Listed records:
┌──

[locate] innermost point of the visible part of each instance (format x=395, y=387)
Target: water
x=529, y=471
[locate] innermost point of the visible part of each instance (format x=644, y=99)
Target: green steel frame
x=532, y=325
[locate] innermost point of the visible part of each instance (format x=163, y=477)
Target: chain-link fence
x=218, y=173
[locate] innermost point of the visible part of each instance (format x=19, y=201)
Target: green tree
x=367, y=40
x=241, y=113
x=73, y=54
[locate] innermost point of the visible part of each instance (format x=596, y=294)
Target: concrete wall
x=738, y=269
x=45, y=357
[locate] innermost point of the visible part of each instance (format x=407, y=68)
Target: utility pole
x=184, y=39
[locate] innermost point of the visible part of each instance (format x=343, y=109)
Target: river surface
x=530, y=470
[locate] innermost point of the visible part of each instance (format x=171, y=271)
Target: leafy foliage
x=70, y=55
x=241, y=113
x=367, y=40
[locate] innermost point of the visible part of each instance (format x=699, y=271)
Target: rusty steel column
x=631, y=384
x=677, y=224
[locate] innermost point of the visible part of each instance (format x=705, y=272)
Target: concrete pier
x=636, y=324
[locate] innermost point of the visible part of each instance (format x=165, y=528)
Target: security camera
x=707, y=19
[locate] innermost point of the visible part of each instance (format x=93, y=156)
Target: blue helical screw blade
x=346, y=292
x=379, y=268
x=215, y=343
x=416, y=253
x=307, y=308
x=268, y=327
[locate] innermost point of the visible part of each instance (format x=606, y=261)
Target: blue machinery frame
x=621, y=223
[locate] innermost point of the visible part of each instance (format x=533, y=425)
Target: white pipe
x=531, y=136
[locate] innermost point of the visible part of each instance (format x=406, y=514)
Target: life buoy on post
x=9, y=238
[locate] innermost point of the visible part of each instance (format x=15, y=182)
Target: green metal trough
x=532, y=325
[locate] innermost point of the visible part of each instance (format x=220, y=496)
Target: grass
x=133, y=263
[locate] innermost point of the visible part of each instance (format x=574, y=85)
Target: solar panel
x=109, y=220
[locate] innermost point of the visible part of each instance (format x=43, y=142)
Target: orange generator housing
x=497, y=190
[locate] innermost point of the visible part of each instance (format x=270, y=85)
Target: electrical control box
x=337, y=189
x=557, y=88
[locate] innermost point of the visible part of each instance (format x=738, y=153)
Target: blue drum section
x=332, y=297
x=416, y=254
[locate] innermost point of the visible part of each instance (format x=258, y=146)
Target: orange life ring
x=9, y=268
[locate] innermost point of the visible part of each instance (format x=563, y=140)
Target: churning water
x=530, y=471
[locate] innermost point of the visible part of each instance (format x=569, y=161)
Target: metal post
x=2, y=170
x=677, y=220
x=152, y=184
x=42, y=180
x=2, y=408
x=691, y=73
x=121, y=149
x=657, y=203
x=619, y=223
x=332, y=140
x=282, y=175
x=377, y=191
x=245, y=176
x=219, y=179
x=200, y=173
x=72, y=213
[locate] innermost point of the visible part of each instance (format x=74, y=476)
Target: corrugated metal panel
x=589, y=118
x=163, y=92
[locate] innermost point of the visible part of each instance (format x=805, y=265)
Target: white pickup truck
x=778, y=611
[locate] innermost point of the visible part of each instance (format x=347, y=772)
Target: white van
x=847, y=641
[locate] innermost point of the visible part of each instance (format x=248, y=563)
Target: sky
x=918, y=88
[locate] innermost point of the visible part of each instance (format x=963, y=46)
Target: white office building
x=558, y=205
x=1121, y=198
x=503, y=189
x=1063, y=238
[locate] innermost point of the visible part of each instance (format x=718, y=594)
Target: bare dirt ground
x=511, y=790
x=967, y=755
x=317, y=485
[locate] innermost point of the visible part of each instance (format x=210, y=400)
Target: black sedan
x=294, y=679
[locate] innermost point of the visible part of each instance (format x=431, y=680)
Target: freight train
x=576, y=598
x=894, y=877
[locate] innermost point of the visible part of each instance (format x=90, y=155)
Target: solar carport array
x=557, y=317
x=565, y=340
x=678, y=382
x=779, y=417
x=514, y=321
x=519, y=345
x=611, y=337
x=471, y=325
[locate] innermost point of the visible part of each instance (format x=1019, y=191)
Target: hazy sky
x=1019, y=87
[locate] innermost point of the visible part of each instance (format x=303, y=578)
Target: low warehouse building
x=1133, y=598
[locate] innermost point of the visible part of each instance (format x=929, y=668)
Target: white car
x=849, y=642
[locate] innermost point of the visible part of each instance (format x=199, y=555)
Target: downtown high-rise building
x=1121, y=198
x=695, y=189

└──
┌──

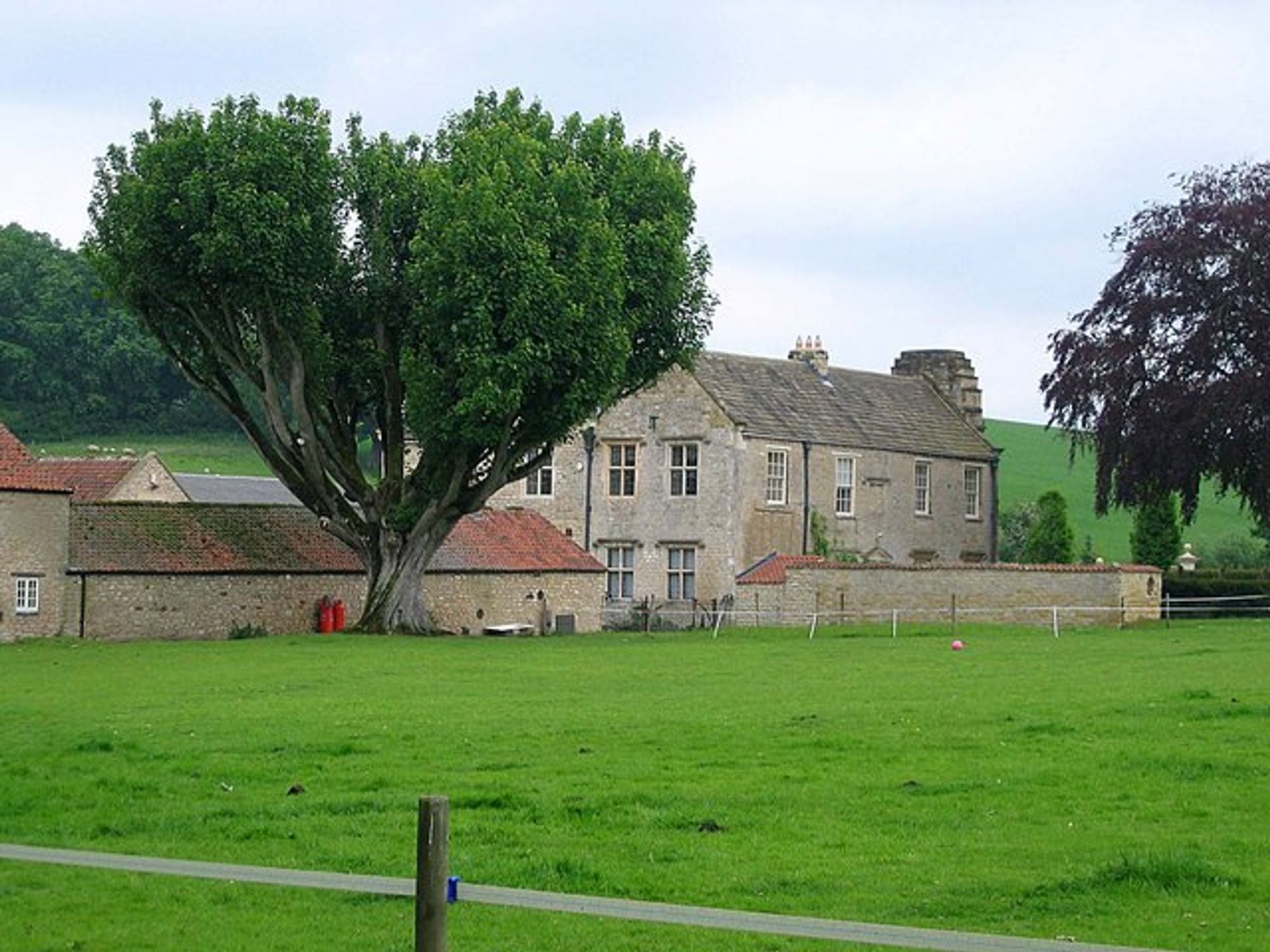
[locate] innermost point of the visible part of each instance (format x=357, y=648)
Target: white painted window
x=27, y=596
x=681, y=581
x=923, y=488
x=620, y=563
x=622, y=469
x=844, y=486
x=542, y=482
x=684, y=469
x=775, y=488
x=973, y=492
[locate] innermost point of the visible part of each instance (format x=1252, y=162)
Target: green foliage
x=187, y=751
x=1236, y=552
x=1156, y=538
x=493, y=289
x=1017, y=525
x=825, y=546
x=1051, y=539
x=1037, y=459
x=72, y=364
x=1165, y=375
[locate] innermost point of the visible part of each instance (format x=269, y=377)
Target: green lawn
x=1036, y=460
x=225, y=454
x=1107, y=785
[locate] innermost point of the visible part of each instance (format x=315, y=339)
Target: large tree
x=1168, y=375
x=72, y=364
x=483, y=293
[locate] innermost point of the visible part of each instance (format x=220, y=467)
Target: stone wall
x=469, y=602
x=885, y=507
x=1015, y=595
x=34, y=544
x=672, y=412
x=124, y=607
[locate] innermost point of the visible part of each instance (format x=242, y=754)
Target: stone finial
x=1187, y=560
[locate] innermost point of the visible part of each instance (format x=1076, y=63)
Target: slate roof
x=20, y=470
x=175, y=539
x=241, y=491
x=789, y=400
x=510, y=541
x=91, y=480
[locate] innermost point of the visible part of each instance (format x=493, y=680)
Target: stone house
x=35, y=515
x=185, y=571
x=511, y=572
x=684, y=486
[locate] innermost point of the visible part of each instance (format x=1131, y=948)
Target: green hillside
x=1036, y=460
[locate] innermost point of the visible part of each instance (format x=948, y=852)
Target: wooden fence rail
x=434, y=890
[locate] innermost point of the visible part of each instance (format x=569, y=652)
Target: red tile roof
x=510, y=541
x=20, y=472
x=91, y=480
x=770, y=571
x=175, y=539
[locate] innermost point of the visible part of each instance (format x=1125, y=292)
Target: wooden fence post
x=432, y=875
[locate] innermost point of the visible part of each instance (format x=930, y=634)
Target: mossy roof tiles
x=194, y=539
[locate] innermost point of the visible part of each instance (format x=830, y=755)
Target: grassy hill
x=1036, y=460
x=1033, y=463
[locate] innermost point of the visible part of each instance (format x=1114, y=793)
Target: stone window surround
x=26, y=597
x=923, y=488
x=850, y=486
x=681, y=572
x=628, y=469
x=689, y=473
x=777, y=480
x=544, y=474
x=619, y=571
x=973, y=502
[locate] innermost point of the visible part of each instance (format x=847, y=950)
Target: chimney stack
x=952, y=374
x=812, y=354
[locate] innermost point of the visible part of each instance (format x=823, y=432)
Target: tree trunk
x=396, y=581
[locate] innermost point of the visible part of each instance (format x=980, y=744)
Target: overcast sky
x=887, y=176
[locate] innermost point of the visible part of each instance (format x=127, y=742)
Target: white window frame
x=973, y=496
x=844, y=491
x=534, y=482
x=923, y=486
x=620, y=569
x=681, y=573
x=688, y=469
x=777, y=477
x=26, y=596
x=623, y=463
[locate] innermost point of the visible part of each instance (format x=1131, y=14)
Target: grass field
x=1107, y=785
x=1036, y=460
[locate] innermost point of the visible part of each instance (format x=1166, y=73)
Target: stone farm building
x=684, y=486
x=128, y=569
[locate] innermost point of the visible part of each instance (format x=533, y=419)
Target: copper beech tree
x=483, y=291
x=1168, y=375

└──

Work required:
Reproduce only the lines above, starting at the line with "(format x=258, y=146)" and ending at the line with "(format x=569, y=161)", exactly as written.

Problem solution:
[locate] innermost point of the visible part of each instance (format x=258, y=146)
Target: orange life ring
x=9, y=268
[locate] innermost point of the visible part of each instance (format x=563, y=140)
Target: churning water
x=530, y=471
[locate] innermost point of the visible part of each instance (format x=569, y=161)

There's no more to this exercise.